# WHAT THIS TASK INVOLVES
In the data below, locate each line with the word "tree" and list it.

# SUPPLIED INFORMATION
_ _ _ _
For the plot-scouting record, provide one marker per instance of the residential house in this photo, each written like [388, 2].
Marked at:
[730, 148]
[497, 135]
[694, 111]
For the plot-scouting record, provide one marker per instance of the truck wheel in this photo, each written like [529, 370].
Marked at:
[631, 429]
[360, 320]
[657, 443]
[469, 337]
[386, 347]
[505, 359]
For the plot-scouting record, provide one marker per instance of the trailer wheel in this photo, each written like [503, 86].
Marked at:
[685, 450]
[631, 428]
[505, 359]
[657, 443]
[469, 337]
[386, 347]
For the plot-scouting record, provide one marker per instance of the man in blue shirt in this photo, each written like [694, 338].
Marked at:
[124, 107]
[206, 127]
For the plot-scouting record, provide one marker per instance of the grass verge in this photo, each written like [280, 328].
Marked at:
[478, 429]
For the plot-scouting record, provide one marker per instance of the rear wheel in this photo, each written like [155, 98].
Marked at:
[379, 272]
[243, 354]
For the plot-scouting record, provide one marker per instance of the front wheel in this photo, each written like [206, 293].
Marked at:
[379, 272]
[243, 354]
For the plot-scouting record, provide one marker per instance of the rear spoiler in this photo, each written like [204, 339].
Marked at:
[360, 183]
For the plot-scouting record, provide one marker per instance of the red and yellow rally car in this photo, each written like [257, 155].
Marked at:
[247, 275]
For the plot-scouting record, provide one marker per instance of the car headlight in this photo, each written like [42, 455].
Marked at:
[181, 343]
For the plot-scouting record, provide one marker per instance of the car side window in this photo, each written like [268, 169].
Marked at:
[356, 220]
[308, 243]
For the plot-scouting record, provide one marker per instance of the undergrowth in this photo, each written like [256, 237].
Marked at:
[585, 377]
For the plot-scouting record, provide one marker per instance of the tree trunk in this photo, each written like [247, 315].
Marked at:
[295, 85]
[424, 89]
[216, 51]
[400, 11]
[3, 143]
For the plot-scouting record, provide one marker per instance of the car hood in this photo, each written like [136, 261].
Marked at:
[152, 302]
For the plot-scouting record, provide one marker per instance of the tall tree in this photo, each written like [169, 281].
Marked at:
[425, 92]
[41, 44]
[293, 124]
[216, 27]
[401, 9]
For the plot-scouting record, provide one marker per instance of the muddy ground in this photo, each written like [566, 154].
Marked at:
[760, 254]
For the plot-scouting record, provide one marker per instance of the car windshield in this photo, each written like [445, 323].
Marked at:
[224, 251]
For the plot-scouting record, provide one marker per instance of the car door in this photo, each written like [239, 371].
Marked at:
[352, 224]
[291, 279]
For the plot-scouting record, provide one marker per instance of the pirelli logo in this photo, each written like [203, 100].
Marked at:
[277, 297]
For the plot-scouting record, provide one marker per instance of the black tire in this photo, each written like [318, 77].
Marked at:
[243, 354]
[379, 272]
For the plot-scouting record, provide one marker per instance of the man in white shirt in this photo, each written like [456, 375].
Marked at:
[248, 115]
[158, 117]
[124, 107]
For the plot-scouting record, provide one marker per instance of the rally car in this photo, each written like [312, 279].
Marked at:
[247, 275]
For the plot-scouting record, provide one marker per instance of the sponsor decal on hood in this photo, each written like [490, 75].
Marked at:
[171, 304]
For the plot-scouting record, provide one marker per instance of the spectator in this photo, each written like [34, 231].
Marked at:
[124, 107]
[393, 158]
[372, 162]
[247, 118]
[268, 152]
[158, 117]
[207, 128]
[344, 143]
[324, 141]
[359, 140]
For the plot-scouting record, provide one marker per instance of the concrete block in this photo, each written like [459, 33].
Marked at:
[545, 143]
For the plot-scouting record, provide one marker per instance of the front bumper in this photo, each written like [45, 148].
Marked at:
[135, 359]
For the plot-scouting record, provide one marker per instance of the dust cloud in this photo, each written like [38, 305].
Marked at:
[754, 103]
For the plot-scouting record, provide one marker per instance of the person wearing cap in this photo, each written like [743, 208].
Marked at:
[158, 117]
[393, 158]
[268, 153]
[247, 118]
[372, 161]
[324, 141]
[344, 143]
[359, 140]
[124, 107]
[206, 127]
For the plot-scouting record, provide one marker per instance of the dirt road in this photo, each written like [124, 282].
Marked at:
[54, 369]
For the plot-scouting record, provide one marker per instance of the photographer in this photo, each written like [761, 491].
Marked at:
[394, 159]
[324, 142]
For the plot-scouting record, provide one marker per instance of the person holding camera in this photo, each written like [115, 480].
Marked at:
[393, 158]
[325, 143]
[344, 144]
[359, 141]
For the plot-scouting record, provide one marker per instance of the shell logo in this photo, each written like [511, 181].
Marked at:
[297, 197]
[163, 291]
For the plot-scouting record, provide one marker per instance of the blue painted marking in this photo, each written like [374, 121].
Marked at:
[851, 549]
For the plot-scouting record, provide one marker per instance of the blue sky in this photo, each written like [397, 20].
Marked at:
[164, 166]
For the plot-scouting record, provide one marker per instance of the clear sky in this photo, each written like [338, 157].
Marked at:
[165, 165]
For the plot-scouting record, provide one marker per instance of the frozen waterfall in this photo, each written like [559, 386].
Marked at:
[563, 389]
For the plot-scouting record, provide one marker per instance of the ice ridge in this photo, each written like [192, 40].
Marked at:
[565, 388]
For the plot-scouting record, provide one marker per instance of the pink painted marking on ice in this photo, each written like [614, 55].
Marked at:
_ _ _ _
# TASK SOLUTION
For the plot-scouting record, provide one marker per instance of the tree trunk in this photo, each written like [247, 315].
For the plot-scouting record, provide one marker per instance of the tall tree in this photo, each written like [169, 281].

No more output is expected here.